◆ **Stated goal A**
Translate this sentence from the limited guaranty agreement into Spanish: "Guarantor is the record and beneficial owner of certain shares of Common Stock, no par value per share, of the Company (the “Common Stock”), as set forth on Schedule I attached hereto."
◆ **Stated goal B**
Write the next part of the limited guaranty agreement, picking up right after recital C.

Exhibit 4.6
EXHIBIT A
LIMITED GUARANTY, PLEDGE AND
VOTING AGREEMENT
This LIMITED GUARANTY, PLEDGE AND VOTING
AGREEMENT (this “ Agreement ”) is entered
into and effective as of August 14, 2008, by
__________________________, an individual residing at
______________________________, as guarantor and pledgor (“
Guarantor ”), in favor of AROTECH CORPORATION, a
Delaware corporation with its principal place of business located
at 1229 Oak Valley Drive, Ann Arbor, Michigan 48108, or its
registered assigns, as secured party (“ Secured Party
”).
RECITALS
A.
Reference is made to that certain 10% Senior
Subordinated Convertible Note (including each additional 10% Senior
Subordinated Convertible Note issued in accordance with
Section 11(d) of said 10% Senior Subordinated Convertible
Note, the “ Note ”) issued on the date hereof to
the initial Secured Party by DEI Services Corporation, a Florida
corporation with its principal place of business located at 7213
Sandscove Court, Suite One, Winter Park, Florida 32792 (the “
Company ”), in the principal amount of
$2,500,000.
B.
Guarantor is the record and beneficial owner of certain
shares of Common Stock, no par value per share, of the Company (the
“ Common Stock ”), as set forth on
Schedule I attached hereto.
C.
As a condition to the granting of financial assistance
to the Company by the initial Secured Party as evidenced by the
Note, the Guarantor has agreed to execute, deliver and perform this
Agreement in favor of Secured Party in order to guaranty and secure
with the Collateral (as defined below) the obligations of the
Company under the Note to Secured Party (the “
Obligations ”), and to agree to vote his shares for
the election of designees of Secured Party to the Company’s
board of directors as set forth herein (the “ Voting
Arrangement ”).

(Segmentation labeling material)
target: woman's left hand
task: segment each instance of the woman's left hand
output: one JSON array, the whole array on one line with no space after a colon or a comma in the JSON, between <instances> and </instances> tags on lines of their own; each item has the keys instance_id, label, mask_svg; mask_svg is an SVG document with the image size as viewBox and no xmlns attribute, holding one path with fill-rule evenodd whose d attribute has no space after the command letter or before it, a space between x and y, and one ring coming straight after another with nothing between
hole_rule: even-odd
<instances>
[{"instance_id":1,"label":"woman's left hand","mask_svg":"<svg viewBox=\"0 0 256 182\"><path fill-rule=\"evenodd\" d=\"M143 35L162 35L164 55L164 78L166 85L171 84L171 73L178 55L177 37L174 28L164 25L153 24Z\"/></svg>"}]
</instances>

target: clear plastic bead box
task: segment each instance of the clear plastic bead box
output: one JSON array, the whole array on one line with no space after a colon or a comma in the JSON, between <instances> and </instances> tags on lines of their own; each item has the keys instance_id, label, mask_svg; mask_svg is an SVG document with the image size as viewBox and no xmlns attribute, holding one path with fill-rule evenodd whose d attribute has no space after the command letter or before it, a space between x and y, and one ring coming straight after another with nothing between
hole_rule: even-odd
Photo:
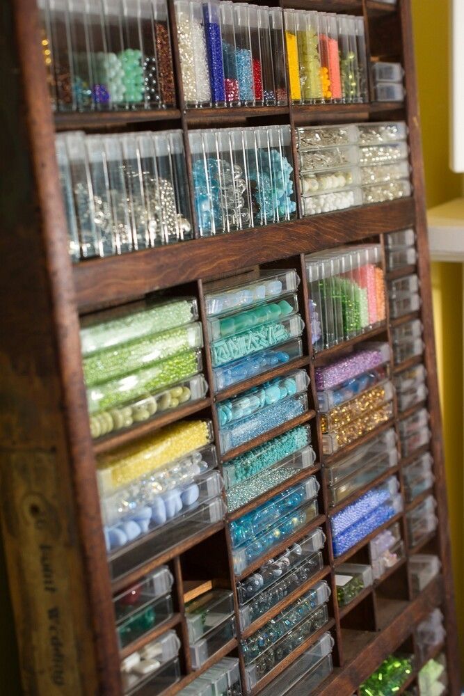
<instances>
[{"instance_id":1,"label":"clear plastic bead box","mask_svg":"<svg viewBox=\"0 0 464 696\"><path fill-rule=\"evenodd\" d=\"M410 182L401 179L398 181L388 181L374 185L365 185L362 188L362 203L366 205L381 203L385 200L395 200L411 195L412 187Z\"/></svg>"},{"instance_id":2,"label":"clear plastic bead box","mask_svg":"<svg viewBox=\"0 0 464 696\"><path fill-rule=\"evenodd\" d=\"M358 142L358 127L353 125L337 126L305 126L296 128L298 149L301 152L319 148L355 145Z\"/></svg>"},{"instance_id":3,"label":"clear plastic bead box","mask_svg":"<svg viewBox=\"0 0 464 696\"><path fill-rule=\"evenodd\" d=\"M272 380L262 388L255 388L217 404L222 452L229 452L307 411L305 392L309 378L303 370L300 372L301 375L294 377Z\"/></svg>"},{"instance_id":4,"label":"clear plastic bead box","mask_svg":"<svg viewBox=\"0 0 464 696\"><path fill-rule=\"evenodd\" d=\"M415 235L414 230L401 230L399 232L390 232L385 235L385 246L387 249L403 249L405 247L414 246Z\"/></svg>"},{"instance_id":5,"label":"clear plastic bead box","mask_svg":"<svg viewBox=\"0 0 464 696\"><path fill-rule=\"evenodd\" d=\"M369 464L355 471L351 476L344 478L338 484L330 487L328 491L329 505L337 505L344 500L358 489L374 481L389 468L396 466L398 463L398 452L396 446L390 452L377 454Z\"/></svg>"},{"instance_id":6,"label":"clear plastic bead box","mask_svg":"<svg viewBox=\"0 0 464 696\"><path fill-rule=\"evenodd\" d=\"M397 82L378 82L374 93L377 102L402 102L406 95L403 85Z\"/></svg>"},{"instance_id":7,"label":"clear plastic bead box","mask_svg":"<svg viewBox=\"0 0 464 696\"><path fill-rule=\"evenodd\" d=\"M376 409L367 409L362 416L351 421L348 425L330 430L322 436L324 454L333 454L352 442L355 442L367 432L375 429L393 418L393 404L388 402Z\"/></svg>"},{"instance_id":8,"label":"clear plastic bead box","mask_svg":"<svg viewBox=\"0 0 464 696\"><path fill-rule=\"evenodd\" d=\"M406 515L408 539L412 548L433 532L438 524L435 514L437 503L432 496L429 496L417 507Z\"/></svg>"},{"instance_id":9,"label":"clear plastic bead box","mask_svg":"<svg viewBox=\"0 0 464 696\"><path fill-rule=\"evenodd\" d=\"M180 680L180 640L174 631L147 643L121 661L125 694L157 696Z\"/></svg>"},{"instance_id":10,"label":"clear plastic bead box","mask_svg":"<svg viewBox=\"0 0 464 696\"><path fill-rule=\"evenodd\" d=\"M414 266L417 262L417 252L414 246L404 249L387 250L387 264L389 271L395 271L403 266Z\"/></svg>"},{"instance_id":11,"label":"clear plastic bead box","mask_svg":"<svg viewBox=\"0 0 464 696\"><path fill-rule=\"evenodd\" d=\"M232 593L227 590L214 590L189 602L185 614L190 642L199 640L233 611Z\"/></svg>"},{"instance_id":12,"label":"clear plastic bead box","mask_svg":"<svg viewBox=\"0 0 464 696\"><path fill-rule=\"evenodd\" d=\"M369 565L342 563L337 566L335 585L339 606L346 606L372 583L372 569Z\"/></svg>"},{"instance_id":13,"label":"clear plastic bead box","mask_svg":"<svg viewBox=\"0 0 464 696\"><path fill-rule=\"evenodd\" d=\"M210 525L224 518L225 506L221 498L208 500L186 510L172 520L168 525L155 528L126 547L118 549L109 557L110 575L113 580L123 577L144 563L147 558L193 538Z\"/></svg>"},{"instance_id":14,"label":"clear plastic bead box","mask_svg":"<svg viewBox=\"0 0 464 696\"><path fill-rule=\"evenodd\" d=\"M134 303L115 313L109 310L81 319L81 351L86 358L97 351L140 340L198 319L194 297L179 297L167 302Z\"/></svg>"},{"instance_id":15,"label":"clear plastic bead box","mask_svg":"<svg viewBox=\"0 0 464 696\"><path fill-rule=\"evenodd\" d=\"M401 82L404 70L401 63L383 63L372 65L372 74L377 82Z\"/></svg>"},{"instance_id":16,"label":"clear plastic bead box","mask_svg":"<svg viewBox=\"0 0 464 696\"><path fill-rule=\"evenodd\" d=\"M234 361L222 367L214 367L214 390L219 392L257 374L264 374L280 365L285 365L302 356L303 343L301 339L295 338L288 343Z\"/></svg>"},{"instance_id":17,"label":"clear plastic bead box","mask_svg":"<svg viewBox=\"0 0 464 696\"><path fill-rule=\"evenodd\" d=\"M317 392L319 410L322 413L328 413L346 404L352 399L364 393L376 385L386 381L390 377L388 364L373 367L355 377L349 377L335 389Z\"/></svg>"},{"instance_id":18,"label":"clear plastic bead box","mask_svg":"<svg viewBox=\"0 0 464 696\"><path fill-rule=\"evenodd\" d=\"M279 271L259 269L257 277L246 283L227 283L211 290L206 286L205 306L208 317L222 316L239 310L250 309L266 301L295 293L300 278L294 269Z\"/></svg>"},{"instance_id":19,"label":"clear plastic bead box","mask_svg":"<svg viewBox=\"0 0 464 696\"><path fill-rule=\"evenodd\" d=\"M232 512L246 505L250 500L300 473L303 469L310 468L315 461L316 452L312 447L308 445L273 466L266 468L261 473L238 482L237 486L227 490L227 509ZM227 470L223 468L223 470L225 474Z\"/></svg>"},{"instance_id":20,"label":"clear plastic bead box","mask_svg":"<svg viewBox=\"0 0 464 696\"><path fill-rule=\"evenodd\" d=\"M372 574L374 580L380 580L381 578L390 568L394 567L397 564L406 557L406 551L404 544L402 541L397 541L391 548L385 551L378 558L372 561Z\"/></svg>"},{"instance_id":21,"label":"clear plastic bead box","mask_svg":"<svg viewBox=\"0 0 464 696\"><path fill-rule=\"evenodd\" d=\"M237 590L240 606L246 607L256 597L259 601L259 596L262 596L268 588L272 591L276 583L280 583L288 573L293 572L301 564L310 560L314 560L314 568L317 567L318 552L323 548L325 543L325 534L320 527L317 527L289 548L270 559L255 573L238 583Z\"/></svg>"},{"instance_id":22,"label":"clear plastic bead box","mask_svg":"<svg viewBox=\"0 0 464 696\"><path fill-rule=\"evenodd\" d=\"M312 487L306 495L312 495L314 489ZM241 575L266 551L303 528L305 524L314 519L318 514L319 507L315 498L304 498L293 513L289 512L281 517L279 522L252 537L246 545L234 548L232 557L235 574Z\"/></svg>"},{"instance_id":23,"label":"clear plastic bead box","mask_svg":"<svg viewBox=\"0 0 464 696\"><path fill-rule=\"evenodd\" d=\"M146 576L113 600L120 647L130 644L173 615L174 578L166 566Z\"/></svg>"},{"instance_id":24,"label":"clear plastic bead box","mask_svg":"<svg viewBox=\"0 0 464 696\"><path fill-rule=\"evenodd\" d=\"M359 164L382 164L396 162L408 157L406 143L385 143L382 145L369 145L359 148Z\"/></svg>"},{"instance_id":25,"label":"clear plastic bead box","mask_svg":"<svg viewBox=\"0 0 464 696\"><path fill-rule=\"evenodd\" d=\"M227 313L225 316L208 319L208 335L211 341L217 341L262 324L278 322L297 312L296 295L285 295L280 299L268 300L250 309Z\"/></svg>"},{"instance_id":26,"label":"clear plastic bead box","mask_svg":"<svg viewBox=\"0 0 464 696\"><path fill-rule=\"evenodd\" d=\"M440 573L442 564L438 556L430 553L415 553L409 557L409 571L413 588L421 592Z\"/></svg>"},{"instance_id":27,"label":"clear plastic bead box","mask_svg":"<svg viewBox=\"0 0 464 696\"><path fill-rule=\"evenodd\" d=\"M356 127L358 132L358 143L360 145L397 143L399 141L406 140L408 135L408 128L404 121L358 123Z\"/></svg>"},{"instance_id":28,"label":"clear plastic bead box","mask_svg":"<svg viewBox=\"0 0 464 696\"><path fill-rule=\"evenodd\" d=\"M303 215L319 215L361 205L362 193L359 187L344 188L333 193L302 195L301 200Z\"/></svg>"},{"instance_id":29,"label":"clear plastic bead box","mask_svg":"<svg viewBox=\"0 0 464 696\"><path fill-rule=\"evenodd\" d=\"M255 685L270 672L275 664L281 662L304 640L324 626L328 619L327 605L323 604L277 643L269 647L254 663L246 667L245 679L247 688L253 688Z\"/></svg>"},{"instance_id":30,"label":"clear plastic bead box","mask_svg":"<svg viewBox=\"0 0 464 696\"><path fill-rule=\"evenodd\" d=\"M323 633L309 650L289 665L278 677L265 686L263 696L307 696L332 672L331 652L334 640Z\"/></svg>"},{"instance_id":31,"label":"clear plastic bead box","mask_svg":"<svg viewBox=\"0 0 464 696\"><path fill-rule=\"evenodd\" d=\"M360 167L360 180L363 186L372 187L375 192L376 185L383 184L385 186L392 182L398 182L400 179L407 180L409 178L410 167L409 164L406 160L401 159L393 164L371 164ZM399 185L403 185L401 182ZM381 191L381 187L378 187ZM407 190L405 189L405 190ZM405 196L409 195L404 193ZM400 198L399 195L395 198Z\"/></svg>"},{"instance_id":32,"label":"clear plastic bead box","mask_svg":"<svg viewBox=\"0 0 464 696\"><path fill-rule=\"evenodd\" d=\"M190 656L193 669L199 669L209 658L218 650L221 650L234 635L235 619L231 616L211 628L200 640L191 643Z\"/></svg>"}]
</instances>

◆ **Exercise response A**
El Garante es el titular registral y beneficiario de ciertas acciones ordinarias, sin valor nominal por acción, de la Compañía (las “Acciones Ordinarias”), según se indica en el Anexo I adjunto al presente.

◆ **Exercise response B**
D.
Guarantor acknowledges and confirms that, as an owner
of Common Stock of the Company, (a) he will benefit from the
financial assistance provided by the initial Secured Party in
connection with Secured Party’s purchase of the Note; (b)
each of the guaranty of the Obligations, the pledge of Collateral
in respect thereof and the Voting Arrangement by Guarantor
hereunder is intended to be an inducement to the initial Secured
Party to purchase the Note; and (c) Secured Party is relying
upon the guaranty of the Obligations, the pledge of Collateral in
respect thereof and the Voting Arrangement by Guarantor hereunder
in providing financial assistance to the Company in connection with
its purchase of the Note.
Accordingly, for good and valuable
consideration, the receipt and sufficiency of which are hereby
acknowledged, and as an inducement for Secured Party to provide
financial assistance to the Company in connection with its purchase
of the Note, Guarantor, intending to be legally bound, hereby
agrees as follows for the benefit of Secured Party:
SECTION 1
DEFINITIONS
1.1.
Definitions . Capitalized terms used herein and
not otherwise defined shall have the meanings assigned to such
terms in the Note. Whenever the context so requires,
each reference to gender includes the masculine and feminine, the
singular number includes the plural and vice versa. This
Agreement shall mean such agreement as the same now exists or may
hereafter be amended, modified, supplemented, extended, renewed,
restated or replaced, from time to time. References in
this Agreement to any Person shall include such Person and its
successors and permitted assigns.
1.2.
Defined Terms . In this Agreement, the following
terms shall mean as follows:
“ Bankruptcy Code ” shall
mean the Federal Bankruptcy Reform Act of 1978 (11 U.S.C.
§101, et seq.), as amended and in effect from time to time and
the regulations issued from time to time thereunder.
“ Collateral ” shall mean (i)
the issued and outstanding shares of Common Stock owned or held of
record by Guarantor on the date hereof as set forth on Schedule
I hereto, which shares are represented by stock certificates
duly executed and delivered by the Company; (ii) all other
shares of Common Stock and shares of any other series or class of
capital stock of the Company owned or held of record by Guarantor
at any time (and the certificates representing such shares); and
(iii) any and all replacements, products and proceeds of, and
dividends, distributions in property or securities, returns of
capital or other distributions made on or with respect to, any of
the foregoing.
SECTION 2
LIMITED GUARANTY
2.1.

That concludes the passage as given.